# [What you are asked to do]
Reproduce exactly the lines from the one containing "Where can the hanging" through the last line of the records below, both included, and nothing else.

═════ Data for this task ═════

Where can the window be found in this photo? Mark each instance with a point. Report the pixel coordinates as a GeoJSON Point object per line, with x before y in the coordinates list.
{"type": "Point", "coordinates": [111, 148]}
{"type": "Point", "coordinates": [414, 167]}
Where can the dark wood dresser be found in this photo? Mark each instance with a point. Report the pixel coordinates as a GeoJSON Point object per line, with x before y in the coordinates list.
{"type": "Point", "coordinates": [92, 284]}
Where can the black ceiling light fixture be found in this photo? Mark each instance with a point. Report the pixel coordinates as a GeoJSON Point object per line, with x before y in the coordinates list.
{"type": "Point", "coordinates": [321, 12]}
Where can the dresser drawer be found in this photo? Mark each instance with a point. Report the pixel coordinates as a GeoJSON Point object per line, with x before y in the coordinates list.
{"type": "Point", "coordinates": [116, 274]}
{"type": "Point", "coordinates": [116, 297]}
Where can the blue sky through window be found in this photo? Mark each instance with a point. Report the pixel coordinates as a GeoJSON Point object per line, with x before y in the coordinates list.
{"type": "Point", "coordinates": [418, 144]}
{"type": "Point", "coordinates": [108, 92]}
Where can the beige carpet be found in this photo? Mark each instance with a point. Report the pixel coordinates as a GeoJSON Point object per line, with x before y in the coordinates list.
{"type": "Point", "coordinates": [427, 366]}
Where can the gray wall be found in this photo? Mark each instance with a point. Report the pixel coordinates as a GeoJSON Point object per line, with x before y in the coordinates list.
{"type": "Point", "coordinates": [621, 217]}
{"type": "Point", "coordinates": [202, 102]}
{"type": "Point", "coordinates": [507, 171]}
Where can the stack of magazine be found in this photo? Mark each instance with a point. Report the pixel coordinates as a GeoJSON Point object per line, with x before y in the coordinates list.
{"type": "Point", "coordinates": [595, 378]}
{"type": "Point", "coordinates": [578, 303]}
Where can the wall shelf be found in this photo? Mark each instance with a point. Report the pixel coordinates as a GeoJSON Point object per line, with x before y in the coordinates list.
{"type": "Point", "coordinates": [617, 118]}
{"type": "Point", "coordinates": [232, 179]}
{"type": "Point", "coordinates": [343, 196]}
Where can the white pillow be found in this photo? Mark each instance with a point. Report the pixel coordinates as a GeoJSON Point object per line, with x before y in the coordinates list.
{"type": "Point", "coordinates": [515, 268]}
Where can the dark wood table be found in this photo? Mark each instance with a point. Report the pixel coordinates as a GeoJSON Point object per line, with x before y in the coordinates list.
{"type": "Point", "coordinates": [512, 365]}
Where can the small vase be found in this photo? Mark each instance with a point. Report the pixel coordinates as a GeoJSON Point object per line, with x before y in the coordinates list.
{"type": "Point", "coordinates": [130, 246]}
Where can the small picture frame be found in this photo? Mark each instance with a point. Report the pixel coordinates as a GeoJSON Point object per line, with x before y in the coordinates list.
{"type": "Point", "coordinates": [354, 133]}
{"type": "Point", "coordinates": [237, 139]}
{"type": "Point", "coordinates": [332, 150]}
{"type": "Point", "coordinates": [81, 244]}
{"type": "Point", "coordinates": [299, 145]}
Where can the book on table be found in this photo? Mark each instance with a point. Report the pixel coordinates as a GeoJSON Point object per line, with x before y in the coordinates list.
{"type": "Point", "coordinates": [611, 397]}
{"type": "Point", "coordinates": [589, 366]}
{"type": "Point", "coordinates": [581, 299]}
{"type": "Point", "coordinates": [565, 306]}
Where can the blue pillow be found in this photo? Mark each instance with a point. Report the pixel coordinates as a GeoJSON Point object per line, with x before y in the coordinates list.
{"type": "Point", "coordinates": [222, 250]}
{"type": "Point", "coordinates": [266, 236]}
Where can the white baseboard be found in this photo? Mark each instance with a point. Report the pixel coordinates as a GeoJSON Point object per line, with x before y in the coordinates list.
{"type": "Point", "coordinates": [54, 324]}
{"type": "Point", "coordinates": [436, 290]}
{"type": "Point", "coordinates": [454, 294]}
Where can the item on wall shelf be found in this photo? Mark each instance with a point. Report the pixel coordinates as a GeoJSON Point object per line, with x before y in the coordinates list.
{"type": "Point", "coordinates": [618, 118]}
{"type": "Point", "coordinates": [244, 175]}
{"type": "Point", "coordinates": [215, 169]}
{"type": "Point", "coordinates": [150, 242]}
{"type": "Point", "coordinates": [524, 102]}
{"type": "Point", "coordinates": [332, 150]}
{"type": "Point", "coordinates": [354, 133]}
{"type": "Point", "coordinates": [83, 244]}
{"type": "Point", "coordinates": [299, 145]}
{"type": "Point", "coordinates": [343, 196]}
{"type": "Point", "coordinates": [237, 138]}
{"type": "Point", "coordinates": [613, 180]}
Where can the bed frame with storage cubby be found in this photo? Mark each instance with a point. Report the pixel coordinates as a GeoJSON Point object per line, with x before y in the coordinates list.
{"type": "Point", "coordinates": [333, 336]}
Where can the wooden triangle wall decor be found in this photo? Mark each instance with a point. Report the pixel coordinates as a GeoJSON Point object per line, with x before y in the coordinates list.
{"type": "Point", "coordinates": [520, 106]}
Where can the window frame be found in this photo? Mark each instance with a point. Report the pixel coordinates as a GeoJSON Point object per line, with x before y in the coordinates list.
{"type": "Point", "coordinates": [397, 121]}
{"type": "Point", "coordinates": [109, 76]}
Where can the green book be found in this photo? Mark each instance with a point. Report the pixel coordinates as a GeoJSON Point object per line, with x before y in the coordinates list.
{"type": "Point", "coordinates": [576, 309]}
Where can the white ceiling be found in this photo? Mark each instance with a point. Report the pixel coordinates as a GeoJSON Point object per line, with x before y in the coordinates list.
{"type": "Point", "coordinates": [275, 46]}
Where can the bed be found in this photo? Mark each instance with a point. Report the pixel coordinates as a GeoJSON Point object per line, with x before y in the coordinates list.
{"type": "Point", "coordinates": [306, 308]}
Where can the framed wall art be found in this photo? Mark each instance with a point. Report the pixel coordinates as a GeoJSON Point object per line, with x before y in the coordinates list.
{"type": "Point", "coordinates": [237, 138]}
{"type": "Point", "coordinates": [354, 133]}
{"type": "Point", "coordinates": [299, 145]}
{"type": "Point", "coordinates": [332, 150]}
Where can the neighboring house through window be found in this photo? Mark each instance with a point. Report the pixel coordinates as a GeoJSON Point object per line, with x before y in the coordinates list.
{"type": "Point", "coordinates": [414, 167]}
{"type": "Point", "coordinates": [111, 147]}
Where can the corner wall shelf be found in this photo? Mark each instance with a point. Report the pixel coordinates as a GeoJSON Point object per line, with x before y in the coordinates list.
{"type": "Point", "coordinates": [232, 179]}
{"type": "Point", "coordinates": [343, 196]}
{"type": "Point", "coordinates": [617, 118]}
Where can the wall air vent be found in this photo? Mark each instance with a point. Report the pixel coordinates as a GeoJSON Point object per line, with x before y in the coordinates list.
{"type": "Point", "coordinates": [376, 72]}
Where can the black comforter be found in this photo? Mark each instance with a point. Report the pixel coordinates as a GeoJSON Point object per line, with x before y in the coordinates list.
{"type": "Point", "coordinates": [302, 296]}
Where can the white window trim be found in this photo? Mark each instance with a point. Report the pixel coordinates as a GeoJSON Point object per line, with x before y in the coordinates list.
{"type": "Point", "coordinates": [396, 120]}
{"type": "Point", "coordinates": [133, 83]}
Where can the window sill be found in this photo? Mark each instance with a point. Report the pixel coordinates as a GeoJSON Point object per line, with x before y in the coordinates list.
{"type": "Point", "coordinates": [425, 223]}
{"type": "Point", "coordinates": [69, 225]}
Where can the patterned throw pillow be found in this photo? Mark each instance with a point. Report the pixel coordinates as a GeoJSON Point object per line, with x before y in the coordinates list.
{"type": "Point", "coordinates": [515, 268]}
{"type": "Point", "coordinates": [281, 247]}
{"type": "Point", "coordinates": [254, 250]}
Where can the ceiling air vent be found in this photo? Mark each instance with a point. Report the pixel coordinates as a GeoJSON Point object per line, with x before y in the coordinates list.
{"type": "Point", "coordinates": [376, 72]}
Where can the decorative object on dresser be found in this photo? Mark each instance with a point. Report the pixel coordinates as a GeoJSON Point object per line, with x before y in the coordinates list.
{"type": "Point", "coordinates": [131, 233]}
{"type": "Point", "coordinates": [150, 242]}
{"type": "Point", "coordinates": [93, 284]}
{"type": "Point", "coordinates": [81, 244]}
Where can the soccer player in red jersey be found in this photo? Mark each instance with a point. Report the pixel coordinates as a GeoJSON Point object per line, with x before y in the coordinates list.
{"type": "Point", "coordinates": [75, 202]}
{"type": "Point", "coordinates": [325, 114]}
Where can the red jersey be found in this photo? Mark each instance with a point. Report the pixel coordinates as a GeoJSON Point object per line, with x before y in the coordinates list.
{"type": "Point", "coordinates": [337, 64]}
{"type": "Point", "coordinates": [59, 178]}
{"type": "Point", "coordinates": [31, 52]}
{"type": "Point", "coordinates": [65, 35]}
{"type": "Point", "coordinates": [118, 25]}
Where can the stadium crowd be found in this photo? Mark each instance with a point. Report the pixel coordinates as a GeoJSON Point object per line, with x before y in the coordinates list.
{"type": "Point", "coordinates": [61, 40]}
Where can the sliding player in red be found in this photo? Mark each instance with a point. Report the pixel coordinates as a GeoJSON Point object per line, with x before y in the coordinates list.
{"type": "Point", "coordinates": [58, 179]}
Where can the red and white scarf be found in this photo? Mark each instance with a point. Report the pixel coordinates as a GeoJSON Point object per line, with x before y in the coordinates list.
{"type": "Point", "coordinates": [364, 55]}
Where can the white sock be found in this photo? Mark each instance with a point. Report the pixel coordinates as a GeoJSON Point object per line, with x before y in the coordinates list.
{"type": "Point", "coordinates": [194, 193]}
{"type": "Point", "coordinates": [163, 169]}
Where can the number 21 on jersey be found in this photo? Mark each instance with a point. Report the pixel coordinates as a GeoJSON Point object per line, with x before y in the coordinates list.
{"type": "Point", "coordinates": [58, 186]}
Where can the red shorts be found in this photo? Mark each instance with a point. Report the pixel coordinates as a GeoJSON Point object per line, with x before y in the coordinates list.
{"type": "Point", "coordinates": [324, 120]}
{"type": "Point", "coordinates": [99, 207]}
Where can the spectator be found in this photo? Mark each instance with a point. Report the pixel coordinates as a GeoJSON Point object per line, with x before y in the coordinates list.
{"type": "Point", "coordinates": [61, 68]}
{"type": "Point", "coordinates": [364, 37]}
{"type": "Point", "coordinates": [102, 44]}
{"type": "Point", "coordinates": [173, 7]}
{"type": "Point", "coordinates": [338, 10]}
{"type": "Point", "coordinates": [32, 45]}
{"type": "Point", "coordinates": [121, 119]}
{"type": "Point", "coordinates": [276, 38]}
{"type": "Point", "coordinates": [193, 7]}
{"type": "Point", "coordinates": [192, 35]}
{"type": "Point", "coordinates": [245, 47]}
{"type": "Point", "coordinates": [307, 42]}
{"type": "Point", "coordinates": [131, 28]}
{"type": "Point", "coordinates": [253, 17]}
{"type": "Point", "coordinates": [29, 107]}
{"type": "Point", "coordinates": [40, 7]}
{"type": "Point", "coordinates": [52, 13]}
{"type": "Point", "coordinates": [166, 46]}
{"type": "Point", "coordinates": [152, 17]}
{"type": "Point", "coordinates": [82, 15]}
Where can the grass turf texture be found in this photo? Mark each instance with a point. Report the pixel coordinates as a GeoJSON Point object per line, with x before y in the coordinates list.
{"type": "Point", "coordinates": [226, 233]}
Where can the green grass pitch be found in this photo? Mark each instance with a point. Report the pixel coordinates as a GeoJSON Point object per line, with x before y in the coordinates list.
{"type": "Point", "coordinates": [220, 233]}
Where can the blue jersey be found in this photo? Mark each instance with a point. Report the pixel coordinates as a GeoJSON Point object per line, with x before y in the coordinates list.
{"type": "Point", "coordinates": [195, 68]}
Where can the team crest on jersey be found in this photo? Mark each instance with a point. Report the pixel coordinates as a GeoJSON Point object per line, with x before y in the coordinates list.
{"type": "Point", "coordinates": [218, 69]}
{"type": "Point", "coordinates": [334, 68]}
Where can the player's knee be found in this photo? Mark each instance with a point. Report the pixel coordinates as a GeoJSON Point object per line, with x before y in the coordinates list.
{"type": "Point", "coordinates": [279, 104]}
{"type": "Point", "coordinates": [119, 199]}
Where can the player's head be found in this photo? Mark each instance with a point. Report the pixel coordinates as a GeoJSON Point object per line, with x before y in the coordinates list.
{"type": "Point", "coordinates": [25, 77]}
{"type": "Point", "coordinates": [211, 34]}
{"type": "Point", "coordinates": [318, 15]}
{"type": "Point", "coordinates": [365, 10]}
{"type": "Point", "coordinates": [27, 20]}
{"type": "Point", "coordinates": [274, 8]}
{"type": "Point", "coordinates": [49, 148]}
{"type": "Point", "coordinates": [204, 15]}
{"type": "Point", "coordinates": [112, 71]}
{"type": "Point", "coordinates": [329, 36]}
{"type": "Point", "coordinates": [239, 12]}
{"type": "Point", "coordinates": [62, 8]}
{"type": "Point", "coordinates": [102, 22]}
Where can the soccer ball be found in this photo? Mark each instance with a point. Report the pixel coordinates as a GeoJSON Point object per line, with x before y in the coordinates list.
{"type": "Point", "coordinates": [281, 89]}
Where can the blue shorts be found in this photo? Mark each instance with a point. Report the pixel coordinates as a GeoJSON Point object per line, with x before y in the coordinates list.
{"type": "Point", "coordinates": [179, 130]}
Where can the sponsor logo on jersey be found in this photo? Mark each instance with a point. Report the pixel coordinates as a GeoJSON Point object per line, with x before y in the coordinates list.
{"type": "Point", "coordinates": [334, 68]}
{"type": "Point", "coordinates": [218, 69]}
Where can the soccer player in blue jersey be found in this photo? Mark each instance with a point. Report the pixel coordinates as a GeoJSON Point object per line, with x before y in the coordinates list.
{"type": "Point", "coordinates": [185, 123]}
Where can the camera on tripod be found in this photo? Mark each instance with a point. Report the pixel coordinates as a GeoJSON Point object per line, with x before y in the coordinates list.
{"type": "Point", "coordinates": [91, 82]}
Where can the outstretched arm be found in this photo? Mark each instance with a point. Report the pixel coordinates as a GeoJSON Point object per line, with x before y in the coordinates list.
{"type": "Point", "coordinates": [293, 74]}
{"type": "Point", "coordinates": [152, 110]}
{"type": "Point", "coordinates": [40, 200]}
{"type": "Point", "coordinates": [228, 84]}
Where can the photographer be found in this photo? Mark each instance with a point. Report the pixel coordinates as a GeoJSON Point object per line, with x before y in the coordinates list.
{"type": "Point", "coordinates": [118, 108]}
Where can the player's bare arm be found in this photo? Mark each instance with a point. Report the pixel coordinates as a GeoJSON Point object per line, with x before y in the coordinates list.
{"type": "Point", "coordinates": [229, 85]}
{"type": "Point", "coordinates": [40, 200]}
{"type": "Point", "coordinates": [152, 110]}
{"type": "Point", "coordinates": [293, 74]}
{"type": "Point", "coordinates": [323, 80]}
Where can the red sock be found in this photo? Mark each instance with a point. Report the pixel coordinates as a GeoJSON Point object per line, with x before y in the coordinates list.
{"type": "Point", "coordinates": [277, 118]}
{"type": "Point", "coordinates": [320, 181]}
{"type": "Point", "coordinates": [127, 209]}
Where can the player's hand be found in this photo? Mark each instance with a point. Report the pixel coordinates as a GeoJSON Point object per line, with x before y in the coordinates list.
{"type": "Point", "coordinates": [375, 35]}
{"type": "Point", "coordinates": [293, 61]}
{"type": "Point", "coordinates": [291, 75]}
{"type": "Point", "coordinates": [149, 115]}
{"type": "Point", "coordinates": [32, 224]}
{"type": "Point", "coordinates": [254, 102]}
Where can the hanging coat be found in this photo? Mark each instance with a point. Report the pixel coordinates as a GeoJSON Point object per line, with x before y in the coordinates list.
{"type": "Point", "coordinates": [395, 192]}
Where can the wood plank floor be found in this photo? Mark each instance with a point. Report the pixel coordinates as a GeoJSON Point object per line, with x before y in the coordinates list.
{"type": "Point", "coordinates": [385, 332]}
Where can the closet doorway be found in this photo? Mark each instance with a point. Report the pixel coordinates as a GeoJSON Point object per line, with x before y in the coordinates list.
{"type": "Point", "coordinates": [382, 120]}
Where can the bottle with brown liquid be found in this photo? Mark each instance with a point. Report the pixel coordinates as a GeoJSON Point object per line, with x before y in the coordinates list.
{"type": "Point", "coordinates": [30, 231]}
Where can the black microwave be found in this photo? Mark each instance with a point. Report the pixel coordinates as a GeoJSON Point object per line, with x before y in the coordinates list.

═════

# [Written response]
Where can the hanging coat be found in this photo? Mark each instance with a point. Report the pixel coordinates as a GeoJSON Point object per line, with x before y in the coordinates list.
{"type": "Point", "coordinates": [395, 192]}
Where can the wood plank floor be found in this photo? Mark each instance with a point. Report the pixel coordinates as a GeoJSON Point object per line, with x before y in the coordinates list.
{"type": "Point", "coordinates": [385, 332]}
Where can the closet doorway be found in this photo? Mark each instance with a point. Report the pixel coordinates as a GeoJSON Point object per line, with x before y in the coordinates list.
{"type": "Point", "coordinates": [382, 120]}
Where can the bottle with brown liquid be found in this photo? Mark each instance with a point. Report the pixel coordinates as a GeoJSON Point object per line, with x before y in the coordinates list.
{"type": "Point", "coordinates": [30, 231]}
Where can the black microwave be found in this photo? Mark each instance with a point. Report the pixel coordinates as a GeoJSON Point object per line, with x before y in the coordinates list.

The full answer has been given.